• [LIST OF TASKS]:
(a) Decide whether each statement agrees with the text on mega-events: (i) nearly all candidates for public office consider the UPPs a good idea; (ii) contracts with international sporting federations take precedence over social contracts with the local population; (iii) the writer calls for events that are ever bigger and more transformative. Answer yes or no for each, quoting the deciding words.
(b) Retype the part of the text on mega-events that opens with the words "At this early" and closes with "precipitated their invention.".
(c) According to the text on mega-events, what is the state of the current model of mega-event production?
== TEXT PROVIDED ==
At this early stage there are more questions than answers. Nearly all of the candidates for public office think that the UPPs are a good idea, and it is true that something drastic had to be done to break the cycles of violence, to interrupt the terrifying game of cat and mouse played out among innocents, and to assert the presence of the state where it had no authority. One can only hope that those responsible for the installation of the UPPs have thought through their project more clearly than the organizers of the mega-events that precipitated their invention.


16 August 2010

The Olympic Shell Game (O jogo do bicho olímpico)

As I have mentioned in numerous posts and interviews, part of the process of hosting a mega-event is the restructuring of space and re-presenting culture in order to accelerate flows of capital, goods, information, and people. “Inefficiencies” are structured out of the city, “strategic areas” are “regenerated”, and “urban legacies” left behind. City, state, and national governments promise massive urban and social interventions, signing contracts with international sporting federations that take precedence over social contracts with the local population, even though it is the latter group that is footing the bill. The current model of mega-event production is broken. The World Cup and Olympics are guaranteed to leave behind sporting, tourist, and urban infrastructures that have little or no post-event utility, do not attend to the basic needs and priorities of locals, and waste a singular opportunity to shape urban space and culture in a way that will create a more just and livable society. We are in need of Olympic-lessness, not events that are ever bigger and more transformative.
===
== STORED DATA ==
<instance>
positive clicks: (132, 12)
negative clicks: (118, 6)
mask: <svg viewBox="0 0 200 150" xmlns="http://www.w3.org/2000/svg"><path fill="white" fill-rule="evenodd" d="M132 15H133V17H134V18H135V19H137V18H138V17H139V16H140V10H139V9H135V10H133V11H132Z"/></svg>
===
• [PER-TASK ANSWERS]:
(a)
(i) Yes: "Nearly all of the candidates for public office think that the UPPs are a good idea"
(ii) Yes: "signing contracts with international sporting federations that take precedence over social contracts with the local population"
(iii) No: "We are in need of Olympic-lessness, not events that are ever bigger and more transformative."

(b)
At this early stage there are more questions than answers. Nearly all of the candidates for public office think that the UPPs are a good idea, and it is true that something drastic had to be done to break the cycles of violence, to interrupt the terrifying game of cat and mouse played out among innocents, and to assert the presence of the state where it had no authority. One can only hope that those responsible for the installation of the UPPs have thought through their project more clearly than the organizers of the mega-events that precipitated their invention.

(c) The current model of mega-event production is broken.